* **EXERCISE AIM**:
Reproduce the listing below line for line, keeping every character, number and semicolon unchanged.
- - -
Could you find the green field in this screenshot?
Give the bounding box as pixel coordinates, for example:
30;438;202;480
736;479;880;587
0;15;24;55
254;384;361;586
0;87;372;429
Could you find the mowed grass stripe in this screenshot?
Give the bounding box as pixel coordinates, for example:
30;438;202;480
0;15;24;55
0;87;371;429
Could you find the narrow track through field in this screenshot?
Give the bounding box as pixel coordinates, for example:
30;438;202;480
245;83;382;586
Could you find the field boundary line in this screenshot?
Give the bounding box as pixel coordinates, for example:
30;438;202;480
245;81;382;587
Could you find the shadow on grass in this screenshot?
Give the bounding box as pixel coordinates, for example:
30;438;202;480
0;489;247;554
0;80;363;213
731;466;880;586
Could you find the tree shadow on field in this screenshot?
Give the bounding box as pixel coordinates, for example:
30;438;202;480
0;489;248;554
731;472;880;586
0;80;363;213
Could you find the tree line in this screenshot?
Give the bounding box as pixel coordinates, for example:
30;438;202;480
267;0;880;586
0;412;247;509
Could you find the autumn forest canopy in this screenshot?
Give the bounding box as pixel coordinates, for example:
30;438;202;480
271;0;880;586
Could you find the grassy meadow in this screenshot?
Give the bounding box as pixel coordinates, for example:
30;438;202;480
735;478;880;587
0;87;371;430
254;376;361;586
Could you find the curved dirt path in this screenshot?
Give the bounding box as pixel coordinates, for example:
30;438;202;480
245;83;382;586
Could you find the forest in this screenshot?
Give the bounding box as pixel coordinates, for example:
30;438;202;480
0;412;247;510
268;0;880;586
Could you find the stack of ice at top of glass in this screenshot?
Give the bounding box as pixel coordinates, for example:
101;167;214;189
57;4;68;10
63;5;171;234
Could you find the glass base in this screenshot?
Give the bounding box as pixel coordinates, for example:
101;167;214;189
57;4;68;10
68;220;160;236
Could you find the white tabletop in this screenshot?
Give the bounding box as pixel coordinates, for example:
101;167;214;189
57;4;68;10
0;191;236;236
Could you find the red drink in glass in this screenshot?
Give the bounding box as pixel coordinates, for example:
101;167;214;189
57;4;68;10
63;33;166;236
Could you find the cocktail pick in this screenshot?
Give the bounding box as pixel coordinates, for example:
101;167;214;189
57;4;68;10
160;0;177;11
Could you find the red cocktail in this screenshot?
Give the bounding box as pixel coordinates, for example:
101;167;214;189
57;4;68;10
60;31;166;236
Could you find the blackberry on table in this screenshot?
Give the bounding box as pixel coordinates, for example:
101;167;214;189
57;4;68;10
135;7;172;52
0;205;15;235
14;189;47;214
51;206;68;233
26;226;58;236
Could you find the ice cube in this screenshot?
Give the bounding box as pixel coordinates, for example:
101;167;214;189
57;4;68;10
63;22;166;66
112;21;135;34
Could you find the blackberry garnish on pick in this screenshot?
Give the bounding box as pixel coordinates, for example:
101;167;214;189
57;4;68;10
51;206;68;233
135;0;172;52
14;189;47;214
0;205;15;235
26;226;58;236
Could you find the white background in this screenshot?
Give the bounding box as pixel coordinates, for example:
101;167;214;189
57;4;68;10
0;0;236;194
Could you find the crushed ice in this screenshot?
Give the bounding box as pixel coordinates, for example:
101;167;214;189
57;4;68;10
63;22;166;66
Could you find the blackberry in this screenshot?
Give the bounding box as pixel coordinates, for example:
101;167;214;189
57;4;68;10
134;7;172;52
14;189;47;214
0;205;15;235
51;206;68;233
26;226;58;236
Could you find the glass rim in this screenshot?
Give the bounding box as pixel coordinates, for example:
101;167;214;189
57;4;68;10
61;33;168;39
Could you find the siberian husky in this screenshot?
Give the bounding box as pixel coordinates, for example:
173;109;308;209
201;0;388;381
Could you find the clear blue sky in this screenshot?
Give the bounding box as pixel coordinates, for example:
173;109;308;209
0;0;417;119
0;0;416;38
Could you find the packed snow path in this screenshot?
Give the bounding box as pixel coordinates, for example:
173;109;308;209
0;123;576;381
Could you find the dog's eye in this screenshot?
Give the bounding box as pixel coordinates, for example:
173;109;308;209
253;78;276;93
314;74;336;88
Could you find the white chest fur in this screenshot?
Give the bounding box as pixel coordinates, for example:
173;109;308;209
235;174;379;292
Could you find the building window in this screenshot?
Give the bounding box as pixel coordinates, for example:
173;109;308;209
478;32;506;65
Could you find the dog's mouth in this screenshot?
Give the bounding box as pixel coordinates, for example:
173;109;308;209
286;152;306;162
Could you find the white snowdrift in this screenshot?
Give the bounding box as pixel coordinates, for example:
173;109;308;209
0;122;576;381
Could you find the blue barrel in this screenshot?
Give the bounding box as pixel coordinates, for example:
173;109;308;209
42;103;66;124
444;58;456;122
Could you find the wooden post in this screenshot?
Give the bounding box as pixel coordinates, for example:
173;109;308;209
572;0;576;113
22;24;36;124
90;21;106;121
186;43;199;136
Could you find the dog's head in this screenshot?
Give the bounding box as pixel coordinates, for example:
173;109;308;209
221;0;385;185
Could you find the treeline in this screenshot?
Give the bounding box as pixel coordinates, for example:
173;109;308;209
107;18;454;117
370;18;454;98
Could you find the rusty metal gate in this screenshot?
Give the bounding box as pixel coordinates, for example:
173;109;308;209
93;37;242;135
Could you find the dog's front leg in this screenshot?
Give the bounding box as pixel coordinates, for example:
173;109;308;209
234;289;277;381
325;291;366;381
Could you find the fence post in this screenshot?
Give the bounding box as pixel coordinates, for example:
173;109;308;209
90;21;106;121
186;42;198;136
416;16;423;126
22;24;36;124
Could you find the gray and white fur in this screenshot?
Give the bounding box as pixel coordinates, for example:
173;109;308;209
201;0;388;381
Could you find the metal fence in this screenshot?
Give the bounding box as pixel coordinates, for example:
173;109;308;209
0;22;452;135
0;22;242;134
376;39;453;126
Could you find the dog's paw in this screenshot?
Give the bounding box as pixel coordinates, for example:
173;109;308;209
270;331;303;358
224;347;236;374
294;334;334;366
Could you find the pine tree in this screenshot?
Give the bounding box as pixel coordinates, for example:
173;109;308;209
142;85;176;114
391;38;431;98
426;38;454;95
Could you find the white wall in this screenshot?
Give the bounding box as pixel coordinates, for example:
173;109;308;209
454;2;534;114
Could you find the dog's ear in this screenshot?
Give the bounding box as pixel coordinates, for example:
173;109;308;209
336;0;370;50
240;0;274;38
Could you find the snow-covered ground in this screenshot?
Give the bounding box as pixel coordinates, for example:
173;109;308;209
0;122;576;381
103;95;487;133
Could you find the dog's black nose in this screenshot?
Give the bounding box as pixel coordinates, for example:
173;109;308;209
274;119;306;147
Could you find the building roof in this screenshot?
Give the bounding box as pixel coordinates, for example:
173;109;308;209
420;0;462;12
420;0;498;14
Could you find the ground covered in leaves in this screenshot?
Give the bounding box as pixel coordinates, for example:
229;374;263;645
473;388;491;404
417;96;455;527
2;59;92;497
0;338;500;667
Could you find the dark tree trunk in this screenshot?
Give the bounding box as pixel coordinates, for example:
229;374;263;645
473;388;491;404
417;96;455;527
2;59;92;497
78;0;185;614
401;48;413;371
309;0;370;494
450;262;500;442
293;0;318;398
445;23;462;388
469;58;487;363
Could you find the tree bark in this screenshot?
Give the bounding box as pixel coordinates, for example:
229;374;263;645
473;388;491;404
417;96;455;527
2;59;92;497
- - -
* **SOLUTION FOR THIS EXERCISE**:
Could you find the green field in this screenshot?
Give the bounding box as pixel coordinates, for example:
30;438;202;480
736;479;880;587
0;15;24;55
254;384;361;586
0;87;372;429
Could you find the mowed grass stripe in this screenshot?
Give the bounding box as pixel coordinates, for example:
30;438;202;480
0;15;24;55
0;87;371;429
Could you find the narrow track through field in this screenshot?
Give the bounding box as pixel coordinates, for example:
30;438;202;480
245;83;382;586
Could you find the field boundary line in this screenshot?
Give the bounding box as pixel coordinates, for example:
30;438;202;480
245;81;382;587
Could you find the shadow on grass in this screenshot?
Give the bounding box as pixel coordinates, for example:
30;438;202;480
0;489;247;554
0;80;363;213
731;466;880;586
Could you find the tree shadow on field in this screenshot?
Give the bounding box as pixel coordinates, for example:
30;438;202;480
0;489;248;554
731;472;880;586
0;80;363;213
Could you find the tree line in this screenshot?
Give the bounding box as pixel coordinates, for example:
30;438;202;480
267;0;880;586
0;412;247;509
Could you find the autumn forest canopy in this screenshot?
Give the bounding box as pixel coordinates, for example:
30;438;202;480
271;0;880;586
Could you find the grassy meadow in this screenshot?
Give the bounding box as pixel coordinates, for example:
30;438;202;480
735;478;880;587
0;87;371;430
254;376;361;586
Could you find the curved dirt path in this screenshot?
Give the bounding box as pixel coordinates, for example:
30;438;202;480
245;83;382;586
Could you find the forest in this screenshot?
Give the bounding box as pixel coordinates, for example:
30;438;202;480
0;412;247;510
268;0;880;586
Could you find the stack of ice at top of glass in this screenshot?
Give the bounding box as pixel coordinates, for example:
101;167;214;189
57;4;68;10
63;5;171;234
Could you find the glass base in this screenshot?
Give the bounding box as pixel coordinates, for example:
101;167;214;189
57;4;68;10
68;220;160;236
Could you find the white tabletop in this screenshot?
Give the bounding box as pixel coordinates, for example:
101;167;214;189
57;4;68;10
0;191;236;236
Could you find the red drink in glass in this screenshot?
Give the bounding box as pixel coordinates, for example:
101;167;214;189
57;4;68;10
63;33;166;236
Could you find the cocktail pick in this screenshot?
Give the bounding box as pixel coordinates, for example:
101;167;214;189
57;4;68;10
160;0;177;11
Could you find the red cocktail in this screenshot?
Give the bounding box as pixel coordinates, for example:
101;167;214;189
57;4;68;10
60;31;166;236
Could you find the blackberry on table in this screenshot?
Give the bounding box as pixel coordinates, for example:
101;167;214;189
57;4;68;10
135;7;172;52
0;205;15;235
14;189;47;214
51;206;68;233
26;226;58;236
Could you find the ice cube in this screenshot?
Give the bounding box as pixel coordinates, for example:
101;167;214;189
57;4;68;10
63;22;166;66
112;21;135;34
Could you find the blackberry garnish on pick in this screenshot?
Give the bounding box as pixel coordinates, for example:
101;167;214;189
57;4;68;10
51;206;68;233
135;0;172;52
14;189;47;214
0;205;15;235
26;226;58;236
Could you find the white background in this screenshot?
Give the bounding box as pixel coordinates, for example:
101;167;214;189
57;4;68;10
0;0;236;194
Could you find the crushed ice in this screenshot?
Give the bounding box as pixel coordinates, for example:
101;167;214;189
57;4;68;10
63;22;166;66
Could you find the blackberry in this screenshot?
Give the bounding box as pixel coordinates, for example:
101;167;214;189
57;4;68;10
134;7;172;52
14;189;47;214
0;205;15;235
51;206;68;233
26;226;58;236
Could you find the glass rim in this screenshot?
Give the bounding box as pixel coordinates, for example:
101;167;214;189
57;4;68;10
61;33;168;39
Could you find the siberian husky in this screenshot?
Give the bounding box as pixel coordinates, for example:
173;109;308;209
201;0;388;381
Could you find the clear blue sky in this screenshot?
Give the bounding box as pixel coordinates, for example:
173;109;308;209
0;0;417;119
0;0;416;38
Could you find the packed snow path in this screenshot?
Give the bounding box as pixel coordinates, for example:
173;109;308;209
0;123;576;381
Could you find the dog's eye in this screenshot?
Give the bounding box as pixel coordinates, for example:
173;109;308;209
253;78;276;93
314;74;336;88
Could you find the white chest fur in this screenshot?
Give the bounding box as pixel coordinates, for example:
173;109;308;209
235;174;379;292
Could you find the building window in this screenshot?
Give the bounding box as pixel coordinates, for example:
173;109;308;209
478;32;506;65
Could you find the dog's mouth in this screenshot?
Give the bounding box as pixel coordinates, for example:
173;109;308;209
286;152;306;162
Could you find the white snowdrift in this screenshot?
Give the bounding box as pixel coordinates, for example:
173;109;308;209
0;122;576;381
Could you find the blue barrel in this screenshot?
Give the bounding box as pixel coordinates, for example:
173;109;308;209
42;103;66;124
444;58;456;122
Could you find the wooden post in this screenshot?
Give the bounding box as pixel coordinates, for example:
173;109;308;209
572;0;576;113
22;24;36;124
90;21;106;121
186;43;199;136
Could you find the dog's head in this screenshot?
Give the bounding box as pixel coordinates, for example:
173;109;308;209
221;0;385;185
Could you find the treeline in this screenshot?
Give the bounding box as pixel coordinates, for example:
173;109;308;209
107;18;454;117
370;18;454;98
Could you find the rusty metal gate in this screenshot?
Give the bounding box as pixel coordinates, for example:
173;109;308;209
93;37;242;135
Could you find the dog's front leg in this screenshot?
Give the bounding box as pixel coordinates, for example:
173;109;308;209
234;289;277;381
325;291;366;381
Could you find the fence post in this screenshot?
Give the bounding box as pixel coordinates, for example:
173;109;308;209
90;21;106;121
186;42;198;136
416;16;423;126
22;24;36;124
Could you find the gray and white fur in this screenshot?
Give the bounding box as pixel coordinates, for example:
173;109;308;209
201;0;388;381
Could you find the metal fence in this screenshot?
Give the bounding box as pixel coordinates, for example:
173;109;308;209
0;22;452;135
0;22;242;134
376;39;453;126
Could you find the dog's paw in this screenshot?
Give the bounding box as pixel coordinates, for example:
173;109;308;209
270;331;303;358
224;347;236;374
294;334;334;366
Could you find the pine tree in this screenshot?
Give the bounding box as pixel coordinates, for example:
173;109;308;209
142;85;176;114
391;38;431;98
426;38;454;95
Could you find the white wall in this screenshot?
Give the bounding box as pixel coordinates, for example:
173;109;308;209
454;2;534;114
Could you find the dog's ear in this screenshot?
Give the bounding box as pixel coordinates, for example:
173;109;308;209
336;0;370;50
240;0;274;38
Could you find the snow-covered ground in this screenshot?
Give the bounding box as pixel coordinates, for example:
173;109;308;209
0;122;576;381
103;95;487;133
Could you find the dog's black nose in this screenshot?
Give the bounding box as pixel coordinates, for example:
173;109;308;209
274;119;306;147
Could you find the building roof in this screenshot?
Give the bounding box as pixel coordinates, for example:
173;109;308;209
420;0;462;12
420;0;498;14
Could you find the ground covered in leaves in this screenshot?
Give the bounding box as pixel coordinates, for example:
229;374;263;645
473;388;491;404
417;96;455;527
2;59;92;497
0;338;500;667
Could you find the dark tree trunk in this screenshot?
Give the bounding box as pixel coordinates, for example:
229;374;263;645
473;388;491;404
417;96;455;527
2;59;92;497
78;0;185;614
401;48;413;371
309;0;370;494
450;262;500;442
293;0;318;398
445;23;462;388
469;58;487;363
Could you find the tree bark in this screenshot?
Give the bounding box as pixel coordinates, for example:
229;374;263;645
473;388;491;404
417;96;455;527
2;59;92;497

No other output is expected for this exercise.